What the exercise asks:
Please copy out every line of the records below word for word, leaving out the pictures.

[Named object point records]
>> START
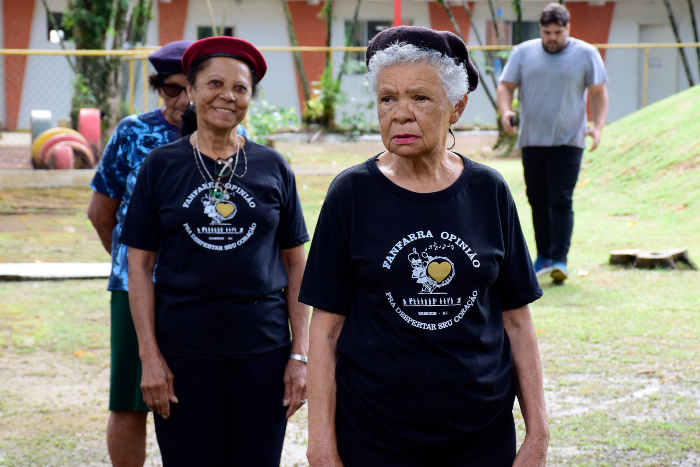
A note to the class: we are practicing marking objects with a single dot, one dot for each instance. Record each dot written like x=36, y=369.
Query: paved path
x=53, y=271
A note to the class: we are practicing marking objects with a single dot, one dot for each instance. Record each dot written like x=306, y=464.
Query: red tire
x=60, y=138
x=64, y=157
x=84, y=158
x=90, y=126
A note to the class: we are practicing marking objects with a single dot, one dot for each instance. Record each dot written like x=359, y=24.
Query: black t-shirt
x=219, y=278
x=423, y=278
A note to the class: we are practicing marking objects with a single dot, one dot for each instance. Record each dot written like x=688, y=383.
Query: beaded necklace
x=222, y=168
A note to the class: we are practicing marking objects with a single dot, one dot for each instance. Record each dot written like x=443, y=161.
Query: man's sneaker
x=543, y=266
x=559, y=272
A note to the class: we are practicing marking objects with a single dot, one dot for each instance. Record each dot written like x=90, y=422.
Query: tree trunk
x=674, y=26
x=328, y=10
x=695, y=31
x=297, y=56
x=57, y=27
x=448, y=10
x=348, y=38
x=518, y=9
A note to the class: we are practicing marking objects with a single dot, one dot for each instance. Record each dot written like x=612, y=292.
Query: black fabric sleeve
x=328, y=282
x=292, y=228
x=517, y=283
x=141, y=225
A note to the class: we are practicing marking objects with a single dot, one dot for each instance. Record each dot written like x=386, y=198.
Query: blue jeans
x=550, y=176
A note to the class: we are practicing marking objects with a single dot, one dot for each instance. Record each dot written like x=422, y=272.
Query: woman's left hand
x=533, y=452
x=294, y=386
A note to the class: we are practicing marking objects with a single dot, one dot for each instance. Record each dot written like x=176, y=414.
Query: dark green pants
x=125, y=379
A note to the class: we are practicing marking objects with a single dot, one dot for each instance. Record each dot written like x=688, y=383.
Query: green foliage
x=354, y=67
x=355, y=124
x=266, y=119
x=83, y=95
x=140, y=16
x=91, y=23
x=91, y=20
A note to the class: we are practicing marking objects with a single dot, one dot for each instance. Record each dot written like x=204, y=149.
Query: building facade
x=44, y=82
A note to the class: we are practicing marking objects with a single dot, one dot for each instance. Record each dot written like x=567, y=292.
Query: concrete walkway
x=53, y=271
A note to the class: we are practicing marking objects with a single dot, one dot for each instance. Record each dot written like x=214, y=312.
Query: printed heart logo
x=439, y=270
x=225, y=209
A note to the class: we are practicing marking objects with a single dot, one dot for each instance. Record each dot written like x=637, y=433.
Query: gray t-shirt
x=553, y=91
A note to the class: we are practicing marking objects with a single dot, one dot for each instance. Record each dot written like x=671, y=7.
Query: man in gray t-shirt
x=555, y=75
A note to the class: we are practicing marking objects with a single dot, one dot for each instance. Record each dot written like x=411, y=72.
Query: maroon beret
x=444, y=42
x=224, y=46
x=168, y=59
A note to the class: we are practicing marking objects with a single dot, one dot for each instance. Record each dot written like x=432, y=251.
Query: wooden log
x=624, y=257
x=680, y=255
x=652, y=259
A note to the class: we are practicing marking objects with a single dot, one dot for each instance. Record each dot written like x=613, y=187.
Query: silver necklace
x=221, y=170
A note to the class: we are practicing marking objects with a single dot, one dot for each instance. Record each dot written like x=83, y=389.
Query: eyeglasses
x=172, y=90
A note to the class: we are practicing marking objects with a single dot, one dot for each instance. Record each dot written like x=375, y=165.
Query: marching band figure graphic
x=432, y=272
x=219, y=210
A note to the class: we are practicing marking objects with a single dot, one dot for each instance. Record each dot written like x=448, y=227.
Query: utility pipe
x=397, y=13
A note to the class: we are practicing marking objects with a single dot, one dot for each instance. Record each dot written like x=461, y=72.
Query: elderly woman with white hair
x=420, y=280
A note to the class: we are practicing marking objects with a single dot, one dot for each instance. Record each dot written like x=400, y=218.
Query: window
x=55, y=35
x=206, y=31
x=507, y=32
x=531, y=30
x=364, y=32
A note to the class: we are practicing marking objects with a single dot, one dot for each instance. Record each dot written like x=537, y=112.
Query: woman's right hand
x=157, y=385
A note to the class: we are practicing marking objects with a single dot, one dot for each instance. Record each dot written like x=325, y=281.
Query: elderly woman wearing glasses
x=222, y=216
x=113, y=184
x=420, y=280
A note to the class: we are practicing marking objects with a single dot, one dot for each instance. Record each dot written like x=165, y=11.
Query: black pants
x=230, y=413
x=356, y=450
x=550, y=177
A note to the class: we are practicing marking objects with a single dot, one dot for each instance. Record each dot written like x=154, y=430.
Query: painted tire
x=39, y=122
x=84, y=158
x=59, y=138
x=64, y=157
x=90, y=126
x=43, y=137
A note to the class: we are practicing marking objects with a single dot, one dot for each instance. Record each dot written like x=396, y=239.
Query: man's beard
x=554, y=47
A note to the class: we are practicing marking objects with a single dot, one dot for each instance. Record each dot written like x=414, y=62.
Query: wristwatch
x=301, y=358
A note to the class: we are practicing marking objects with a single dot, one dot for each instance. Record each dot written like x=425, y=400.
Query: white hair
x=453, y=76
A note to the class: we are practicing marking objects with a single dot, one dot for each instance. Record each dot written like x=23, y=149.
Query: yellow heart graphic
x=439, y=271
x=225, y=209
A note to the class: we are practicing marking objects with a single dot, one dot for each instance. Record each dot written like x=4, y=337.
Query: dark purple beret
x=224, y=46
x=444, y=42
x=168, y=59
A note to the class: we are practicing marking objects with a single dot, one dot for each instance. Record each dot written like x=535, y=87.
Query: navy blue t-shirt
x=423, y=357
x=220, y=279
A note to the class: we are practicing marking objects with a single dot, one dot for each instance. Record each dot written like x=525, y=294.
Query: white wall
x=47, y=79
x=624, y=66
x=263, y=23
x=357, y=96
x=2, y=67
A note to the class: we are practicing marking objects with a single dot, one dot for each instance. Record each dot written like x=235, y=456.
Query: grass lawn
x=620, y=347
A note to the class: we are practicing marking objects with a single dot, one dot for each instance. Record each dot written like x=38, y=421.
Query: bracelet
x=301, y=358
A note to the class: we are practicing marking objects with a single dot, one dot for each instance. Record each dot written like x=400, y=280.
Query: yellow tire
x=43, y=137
>> END
Exercise result:
A note to the class: we are practicing marking objects with a single dot, one dot for each instance. Record each dot written like x=36, y=369.
Query: paved path
x=53, y=271
A note to the class: we are practicing marking objects with a single dot, one dot for each instance. Record each dot written like x=306, y=464.
Query: red tire
x=60, y=138
x=64, y=157
x=84, y=158
x=90, y=126
A note to the class: we are practicing marking objects with a single dot, one dot for each instance. Record each dot written like x=359, y=24.
Query: black t-shirt
x=219, y=278
x=423, y=278
A note to the class: we are practicing marking objects with a single dot, one dot for each instance. Record each dot written like x=688, y=383.
Query: beaded necklace
x=222, y=168
A note to the class: we are practicing marking objects with a single dot, one dot for each instance. Record each dot written like x=443, y=161.
Query: man's sneaker
x=543, y=266
x=559, y=272
A note to the class: we are practicing marking objects with a single dot, one dot for each instance. Record each dot written like x=90, y=422.
Query: tree trunk
x=674, y=26
x=328, y=10
x=695, y=31
x=297, y=56
x=57, y=27
x=448, y=10
x=348, y=38
x=518, y=9
A note to the class: we are practicing marking objects with a single dot, one dot for each instance. Record each dot written like x=612, y=292.
Query: black fabric sleeve
x=328, y=282
x=292, y=228
x=517, y=283
x=141, y=225
A note to the class: we are practicing marking objects with a single dot, one dot for each instance. Record each dot written like x=386, y=198.
Query: blue jeans
x=550, y=176
A note to the class: we are practicing marking objects with a single dot, one dot for each instance. Record each dot written like x=422, y=272.
Query: woman's left hand
x=533, y=452
x=294, y=386
A note to the class: we are practicing marking objects with a single dot, one dot for each instance. Record each dot written like x=176, y=414.
Query: dark green pants
x=125, y=379
A note to the class: we are practicing marking objects with a single dot, one dot for each instance. Record each dot written like x=688, y=383.
Query: green foliage
x=354, y=67
x=355, y=124
x=266, y=119
x=83, y=95
x=140, y=16
x=91, y=23
x=91, y=20
A note to the class: we are practicing marking objects with a single dot, one dot for each instance. Record each dot written like x=204, y=149.
Query: building facade
x=44, y=82
A note to the class: we are practicing marking objects with a single dot, one dot for each instance. Record each dot written like x=567, y=292.
Query: concrete walkway
x=53, y=271
A note to the class: we are practicing marking objects with a single dot, one dot for each instance. Record each dot written like x=214, y=312.
Query: printed heart logo
x=439, y=270
x=225, y=209
A note to the class: we are practicing marking objects with a single dot, one dot for each instance. Record each dot written like x=637, y=433.
Query: gray t-shirt
x=553, y=91
A note to the class: we are practicing marking objects with a single dot, one dot for each instance. Record each dot written like x=671, y=7.
Query: man in gray t-shirt
x=555, y=75
A note to the class: we are practicing marking objects with a single dot, one dot for each instance. Record each dot written like x=411, y=72.
Query: maroon beret
x=444, y=42
x=224, y=46
x=168, y=59
A note to the class: we are practicing marking objects with a single dot, one dot for each instance. Record each dot written like x=432, y=251.
Query: wooden log
x=624, y=257
x=680, y=255
x=652, y=259
A note to the class: we are practicing marking objects with a single dot, one dot for each instance. Record each dot written like x=613, y=187.
Query: silver necklace
x=221, y=170
A note to the class: we are practicing marking objects with a single dot, one dot for each instance. Record each dot written like x=83, y=389.
Query: eyeglasses
x=172, y=90
A note to the class: we are practicing marking objects with a single dot, one dot for each instance. Record each dot written like x=375, y=165.
Query: marching band figure graphic
x=432, y=272
x=219, y=210
A note to the class: we are practicing marking objects with a single dot, one dot for each instance. Record each dot written like x=448, y=227.
Query: utility pipe
x=397, y=13
A note to the class: we are practicing marking objects with a single dot, one dot for each instance. Record each dot written like x=461, y=72.
Query: elderly woman with white hair
x=420, y=280
A note to the class: we are practicing marking objects with a single dot, one dot for each instance. Record each dot written like x=400, y=218.
Query: window
x=55, y=35
x=206, y=31
x=507, y=32
x=531, y=30
x=364, y=32
A note to the class: we are practicing marking objects with a single dot, one dot for each instance. Record each dot written like x=537, y=112.
Query: woman's right hand
x=157, y=385
A note to the class: we are practicing marking objects with a single dot, one dot for each instance. Record each dot written like x=325, y=281.
Query: elderly woman wearing glasses
x=222, y=216
x=113, y=184
x=420, y=280
A note to the class: we are practicing marking objects with a single dot, one dot for each instance. Record each dot written like x=165, y=11.
Query: black pants
x=230, y=413
x=356, y=450
x=550, y=177
A note to the class: we are practicing marking objects with a single dot, one dot for each instance. Record each dot written like x=154, y=430.
Query: painted tire
x=39, y=122
x=84, y=158
x=59, y=138
x=64, y=157
x=90, y=126
x=43, y=137
A note to the class: we are practicing marking objects with a single dot, one dot for each instance. Record each dot written like x=396, y=239.
Query: man's beard
x=554, y=47
A note to the class: we are practicing marking objects with a single dot, one dot for each instance. Record each dot written like x=414, y=62.
Query: wristwatch
x=301, y=358
A note to the class: we are practicing marking objects with a single dot, one dot for each instance. Record each dot written like x=425, y=400.
Query: white hair
x=453, y=76
A note to the class: we are practicing marking objects with a single dot, one dot for each instance. Record each dot written like x=23, y=149.
Query: yellow heart graphic
x=439, y=271
x=225, y=209
A note to the class: we are practicing marking objects with a single dot, one dot for each instance. Record each dot written like x=4, y=337.
Query: dark purple beret
x=224, y=46
x=444, y=42
x=168, y=59
A note to the class: we are practicing marking objects with a single dot, one dot for each instance. Record each dot written like x=535, y=87.
Query: navy blue t-shirt
x=423, y=357
x=220, y=279
A note to the class: we are practicing marking objects with a single dot, one dot for each instance. Record each dot written like x=525, y=294.
Query: white wall
x=47, y=79
x=624, y=66
x=263, y=23
x=357, y=96
x=2, y=67
A note to the class: we are practicing marking objects with a single dot, one dot for each instance. Record each dot written like x=235, y=456.
Query: grass lawn
x=620, y=347
A note to the class: we are practicing marking objects with a single dot, one dot for each instance. Record each dot written like x=38, y=421.
Query: bracelet
x=301, y=358
A note to the class: we are practicing marking objects with a single dot, one dot for each instance. Record each dot written like x=400, y=280.
Query: yellow tire
x=43, y=137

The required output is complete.